--- TEXT SECTION Enclosed Below ---
Making Eyeglasses That Let Wearers Change Focus on the Fly
Friday, August 7, 2009
As a promising Caltech graduate student in applied physics, Stephen Kurtin could have taken a job offer from Intel at the dawn of the microelectronics era 40 years ago.
Instead he followed the path of a lone inventor, gaining more than 30 patents in fields including word processing software and sound systems, culminating in the pair of glasses resting on his nose, which he believes can free nearly two billion people around the world from bifocals, trifocals and progressive lenses.
The glasses have a tiny adjustable slider on the bridge of the frame that makes it possible to focus alternately on the page of a book, a computer screen or a mountain range in the distance.
Dr. Kurtin, 64, has spent almost 20 years of his career on a quest to create a better pair of spectacles for people who suffer from presbyopia. After many false turns and dead ends, he has succeeded in creating glasses with a mechanically adjustable focus. He says they are better than other glasses and some forms of Lasik surgery. And they make an intriguing fashion statement: a bit of Harry Potter with a dash of “Revenge of the Nerds.”
Several international efforts are under way to adapt both fluid lenses and the Alvarez approach to the 1.3 billion people at the bottom of the economic pyramid that the World Health Organization estimates as having no access to eyeglasses.
--- End of Enclosed TEXT SECTION ---
--- PROVIDED MATERIAL Enclosed Below ---
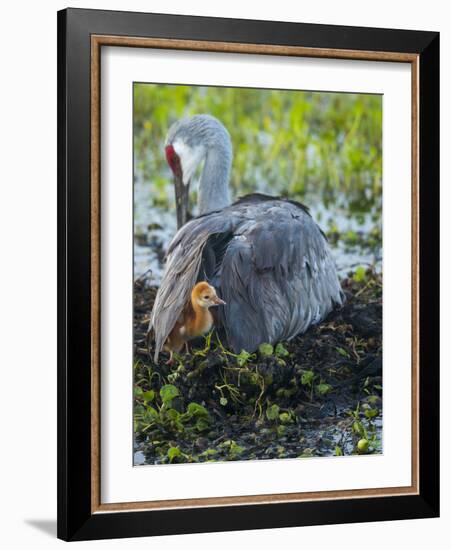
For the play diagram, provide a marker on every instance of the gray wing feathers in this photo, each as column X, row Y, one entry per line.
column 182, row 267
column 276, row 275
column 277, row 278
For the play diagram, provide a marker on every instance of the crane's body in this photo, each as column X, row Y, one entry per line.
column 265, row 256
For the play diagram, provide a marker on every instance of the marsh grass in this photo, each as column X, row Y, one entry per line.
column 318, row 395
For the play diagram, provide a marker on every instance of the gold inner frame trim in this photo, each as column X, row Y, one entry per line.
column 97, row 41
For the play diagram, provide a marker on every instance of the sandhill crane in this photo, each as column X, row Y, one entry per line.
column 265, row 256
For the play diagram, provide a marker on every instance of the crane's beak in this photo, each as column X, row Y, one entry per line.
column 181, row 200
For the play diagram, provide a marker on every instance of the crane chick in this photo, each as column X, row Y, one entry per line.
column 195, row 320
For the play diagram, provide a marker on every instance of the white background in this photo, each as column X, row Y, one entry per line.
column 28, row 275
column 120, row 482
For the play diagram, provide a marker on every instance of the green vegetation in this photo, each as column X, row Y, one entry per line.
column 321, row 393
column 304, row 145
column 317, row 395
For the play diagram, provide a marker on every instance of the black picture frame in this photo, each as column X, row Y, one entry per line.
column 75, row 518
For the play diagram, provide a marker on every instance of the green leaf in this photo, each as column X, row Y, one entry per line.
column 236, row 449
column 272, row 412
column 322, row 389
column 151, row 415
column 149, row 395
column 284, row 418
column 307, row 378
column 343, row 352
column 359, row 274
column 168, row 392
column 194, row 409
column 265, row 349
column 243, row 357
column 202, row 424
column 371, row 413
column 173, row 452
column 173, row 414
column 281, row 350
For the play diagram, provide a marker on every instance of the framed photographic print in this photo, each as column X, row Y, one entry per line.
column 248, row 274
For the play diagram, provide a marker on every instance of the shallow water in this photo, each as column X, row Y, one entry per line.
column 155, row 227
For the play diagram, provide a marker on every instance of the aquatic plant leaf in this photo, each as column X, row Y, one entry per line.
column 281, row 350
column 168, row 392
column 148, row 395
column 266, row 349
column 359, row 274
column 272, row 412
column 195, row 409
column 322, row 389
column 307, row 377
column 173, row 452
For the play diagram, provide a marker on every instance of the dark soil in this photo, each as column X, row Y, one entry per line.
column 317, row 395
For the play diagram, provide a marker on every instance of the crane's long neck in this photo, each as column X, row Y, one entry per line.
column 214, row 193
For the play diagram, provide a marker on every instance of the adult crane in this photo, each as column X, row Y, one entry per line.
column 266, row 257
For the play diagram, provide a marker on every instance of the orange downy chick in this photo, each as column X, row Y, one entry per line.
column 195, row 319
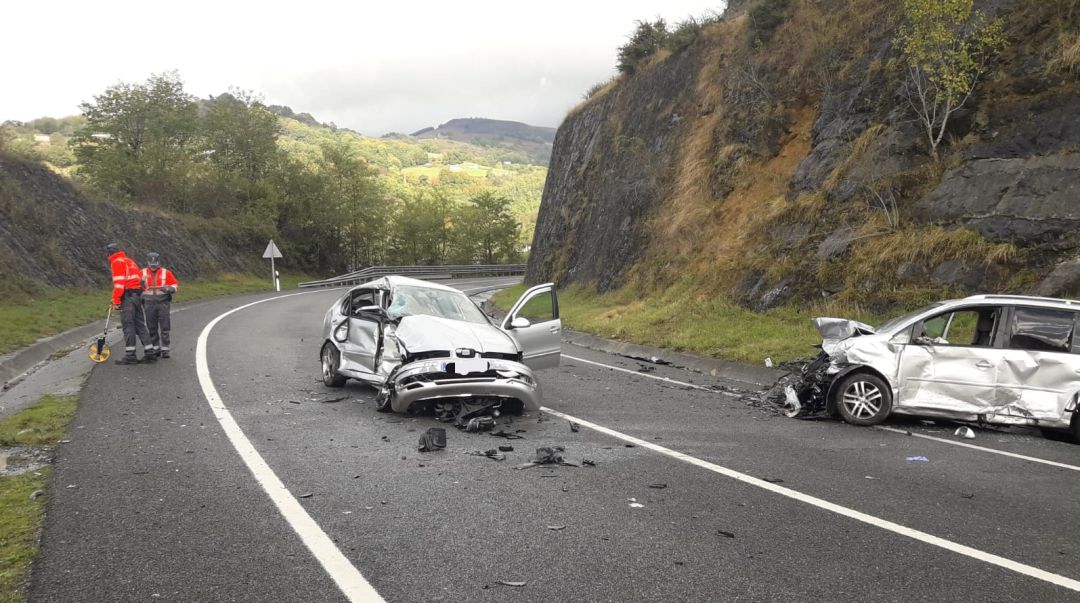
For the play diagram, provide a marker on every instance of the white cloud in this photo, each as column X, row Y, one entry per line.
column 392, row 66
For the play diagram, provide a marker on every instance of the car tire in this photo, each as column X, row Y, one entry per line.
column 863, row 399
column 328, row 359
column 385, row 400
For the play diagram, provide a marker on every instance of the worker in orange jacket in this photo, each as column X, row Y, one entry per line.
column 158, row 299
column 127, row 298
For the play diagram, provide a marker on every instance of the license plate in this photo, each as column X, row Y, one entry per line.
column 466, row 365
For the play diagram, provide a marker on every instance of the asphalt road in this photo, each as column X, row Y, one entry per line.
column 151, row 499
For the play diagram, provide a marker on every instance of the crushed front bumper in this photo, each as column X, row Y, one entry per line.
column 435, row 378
--- End of Enclosed PROVIDED MATERIAL ---
EXERCISE TASKS:
[a] In the eyeglasses article, rewrite the passage from "Instead he followed" up to and including "in the distance.", swapping "glasses" for "spectacles".
[b] Answer these questions using the eyeglasses article:
(i) How old is Dr. Kurtin?
(ii) How many patents has he gained?
(iii) How many people does the World Health Organization estimate have no access to eyeglasses?

ANSWER SET:
[a]
Instead he followed the path of a lone inventor, gaining more than 30 patents in fields including word processing software and sound systems, culminating in the pair of spectacles resting on his nose, which he believes can free nearly two billion people around the world from bifocals, trifocals and progressive lenses.
The spectacles have a tiny adjustable slider on the bridge of the frame that makes it possible to focus alternately on the page of a book, a computer screen or a mountain range in the distance.

[b]
(i) 64
(ii) More than 30
(iii) 1.3 billion